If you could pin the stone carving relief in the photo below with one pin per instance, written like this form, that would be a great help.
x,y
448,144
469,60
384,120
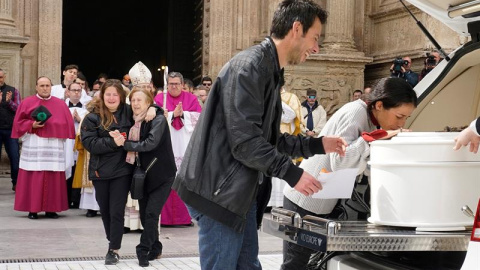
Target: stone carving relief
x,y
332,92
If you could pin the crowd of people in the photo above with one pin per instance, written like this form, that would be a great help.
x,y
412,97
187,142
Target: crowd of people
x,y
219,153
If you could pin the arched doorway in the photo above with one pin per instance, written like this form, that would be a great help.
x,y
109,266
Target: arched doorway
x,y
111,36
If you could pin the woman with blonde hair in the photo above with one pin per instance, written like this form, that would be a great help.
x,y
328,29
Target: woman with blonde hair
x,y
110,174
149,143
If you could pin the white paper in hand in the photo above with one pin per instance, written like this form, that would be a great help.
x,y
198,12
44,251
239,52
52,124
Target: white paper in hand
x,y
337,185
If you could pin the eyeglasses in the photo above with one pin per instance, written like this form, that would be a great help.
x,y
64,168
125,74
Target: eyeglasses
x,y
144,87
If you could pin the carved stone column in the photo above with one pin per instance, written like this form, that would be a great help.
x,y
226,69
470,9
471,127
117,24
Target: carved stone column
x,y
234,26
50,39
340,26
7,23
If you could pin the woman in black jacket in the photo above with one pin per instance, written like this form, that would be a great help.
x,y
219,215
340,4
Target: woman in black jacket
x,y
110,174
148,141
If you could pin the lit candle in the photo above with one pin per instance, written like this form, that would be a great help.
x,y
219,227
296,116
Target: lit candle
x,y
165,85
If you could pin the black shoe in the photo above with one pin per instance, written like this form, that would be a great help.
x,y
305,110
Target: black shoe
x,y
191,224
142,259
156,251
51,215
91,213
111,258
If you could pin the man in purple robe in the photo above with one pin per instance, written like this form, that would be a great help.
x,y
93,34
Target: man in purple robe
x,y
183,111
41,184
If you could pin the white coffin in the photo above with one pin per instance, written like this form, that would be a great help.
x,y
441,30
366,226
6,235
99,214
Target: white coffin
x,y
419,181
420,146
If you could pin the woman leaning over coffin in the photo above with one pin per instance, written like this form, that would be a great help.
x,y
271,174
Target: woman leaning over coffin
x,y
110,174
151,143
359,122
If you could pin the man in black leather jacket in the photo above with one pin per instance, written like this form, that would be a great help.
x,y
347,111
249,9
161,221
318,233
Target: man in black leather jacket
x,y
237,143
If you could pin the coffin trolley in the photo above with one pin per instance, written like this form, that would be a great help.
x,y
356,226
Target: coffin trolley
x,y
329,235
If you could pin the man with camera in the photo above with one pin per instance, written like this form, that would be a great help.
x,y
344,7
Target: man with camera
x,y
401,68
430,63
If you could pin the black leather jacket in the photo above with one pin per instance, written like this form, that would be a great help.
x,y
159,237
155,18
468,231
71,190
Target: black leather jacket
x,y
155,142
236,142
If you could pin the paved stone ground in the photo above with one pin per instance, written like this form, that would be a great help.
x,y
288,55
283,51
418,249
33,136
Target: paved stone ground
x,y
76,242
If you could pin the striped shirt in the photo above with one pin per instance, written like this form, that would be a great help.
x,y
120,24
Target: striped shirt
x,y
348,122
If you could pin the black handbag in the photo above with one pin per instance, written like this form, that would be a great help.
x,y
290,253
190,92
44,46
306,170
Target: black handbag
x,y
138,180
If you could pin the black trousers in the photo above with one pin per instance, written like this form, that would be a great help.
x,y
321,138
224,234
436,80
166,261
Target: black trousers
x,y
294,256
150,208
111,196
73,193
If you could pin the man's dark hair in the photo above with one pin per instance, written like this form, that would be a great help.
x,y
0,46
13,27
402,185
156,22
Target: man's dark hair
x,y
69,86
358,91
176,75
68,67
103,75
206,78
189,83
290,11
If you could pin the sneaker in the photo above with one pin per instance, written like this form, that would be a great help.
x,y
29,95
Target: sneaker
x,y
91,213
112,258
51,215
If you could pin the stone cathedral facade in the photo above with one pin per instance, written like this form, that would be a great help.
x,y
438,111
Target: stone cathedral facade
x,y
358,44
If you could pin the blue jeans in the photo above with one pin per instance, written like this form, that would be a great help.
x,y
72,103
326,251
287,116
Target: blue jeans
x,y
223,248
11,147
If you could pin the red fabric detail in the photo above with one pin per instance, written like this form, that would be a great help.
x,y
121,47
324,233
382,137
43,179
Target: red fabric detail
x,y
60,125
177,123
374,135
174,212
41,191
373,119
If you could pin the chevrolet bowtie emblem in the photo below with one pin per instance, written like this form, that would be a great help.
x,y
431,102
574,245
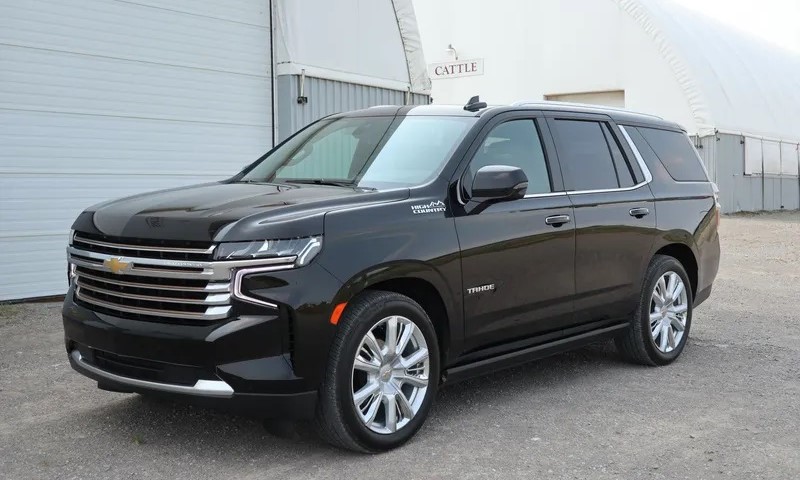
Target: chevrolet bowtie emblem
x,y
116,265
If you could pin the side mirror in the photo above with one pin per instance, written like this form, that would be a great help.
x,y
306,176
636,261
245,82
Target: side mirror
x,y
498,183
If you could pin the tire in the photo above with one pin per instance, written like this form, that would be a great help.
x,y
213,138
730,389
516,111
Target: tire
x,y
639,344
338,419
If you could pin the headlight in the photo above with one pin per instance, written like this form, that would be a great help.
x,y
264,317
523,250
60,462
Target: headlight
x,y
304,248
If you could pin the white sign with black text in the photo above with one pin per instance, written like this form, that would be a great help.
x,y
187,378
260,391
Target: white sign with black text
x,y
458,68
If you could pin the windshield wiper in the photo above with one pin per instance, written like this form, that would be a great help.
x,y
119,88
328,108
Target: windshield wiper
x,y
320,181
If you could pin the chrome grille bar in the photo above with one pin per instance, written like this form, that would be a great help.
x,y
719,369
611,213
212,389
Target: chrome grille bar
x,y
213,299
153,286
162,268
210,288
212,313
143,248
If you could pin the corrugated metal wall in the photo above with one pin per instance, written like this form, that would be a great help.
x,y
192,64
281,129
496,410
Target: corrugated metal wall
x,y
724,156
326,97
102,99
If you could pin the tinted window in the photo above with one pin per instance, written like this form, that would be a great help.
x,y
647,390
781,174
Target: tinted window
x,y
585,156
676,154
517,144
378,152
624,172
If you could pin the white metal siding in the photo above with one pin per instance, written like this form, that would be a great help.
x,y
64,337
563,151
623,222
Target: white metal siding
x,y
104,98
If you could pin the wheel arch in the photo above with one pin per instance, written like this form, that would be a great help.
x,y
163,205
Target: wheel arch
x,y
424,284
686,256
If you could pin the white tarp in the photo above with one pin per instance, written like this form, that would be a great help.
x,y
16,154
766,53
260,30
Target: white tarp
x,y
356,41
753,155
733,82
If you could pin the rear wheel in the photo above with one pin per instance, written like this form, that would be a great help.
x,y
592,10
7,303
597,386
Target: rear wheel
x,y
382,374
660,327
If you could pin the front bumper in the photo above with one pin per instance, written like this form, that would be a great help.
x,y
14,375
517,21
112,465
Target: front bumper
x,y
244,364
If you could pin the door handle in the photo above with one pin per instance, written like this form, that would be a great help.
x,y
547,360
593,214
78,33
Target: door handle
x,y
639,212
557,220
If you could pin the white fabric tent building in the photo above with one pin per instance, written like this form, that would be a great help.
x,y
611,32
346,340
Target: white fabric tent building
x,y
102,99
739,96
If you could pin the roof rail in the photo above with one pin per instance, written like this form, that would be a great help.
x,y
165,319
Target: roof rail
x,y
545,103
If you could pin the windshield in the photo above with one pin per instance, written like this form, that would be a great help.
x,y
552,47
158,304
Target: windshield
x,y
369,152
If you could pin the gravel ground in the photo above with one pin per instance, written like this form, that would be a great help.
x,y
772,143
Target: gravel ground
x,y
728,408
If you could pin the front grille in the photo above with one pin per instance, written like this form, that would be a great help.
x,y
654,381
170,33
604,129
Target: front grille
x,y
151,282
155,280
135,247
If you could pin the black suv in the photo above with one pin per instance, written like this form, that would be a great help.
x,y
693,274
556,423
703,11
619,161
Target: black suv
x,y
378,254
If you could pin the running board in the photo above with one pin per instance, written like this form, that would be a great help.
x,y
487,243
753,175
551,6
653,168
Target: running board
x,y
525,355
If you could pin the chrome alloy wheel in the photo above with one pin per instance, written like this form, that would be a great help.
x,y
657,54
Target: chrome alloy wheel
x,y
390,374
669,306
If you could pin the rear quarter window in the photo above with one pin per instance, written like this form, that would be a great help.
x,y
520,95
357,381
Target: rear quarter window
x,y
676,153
########################################
* BRIEF *
In the lines from the one containing "If you could pin the running" through the last line, change "Target" to "Object" and write out only those lines, with nothing else altered.

* CORRECT ANSWER *
If you could pin the running board in the photo above with one pin per instance, written like this form, that would be a great help.
x,y
487,243
753,175
551,6
653,168
Object: running board
x,y
525,355
If you could pin the chrome alloy wheel in the photo above with one pin per instance, written like this form, that would be a great help.
x,y
657,54
Object: chrome alloy wheel
x,y
390,374
669,306
If you could pin the rear quarter window in the photo above with one pin per instance, written like this form, that would be a great help.
x,y
520,95
357,381
Object: rear quarter window
x,y
676,153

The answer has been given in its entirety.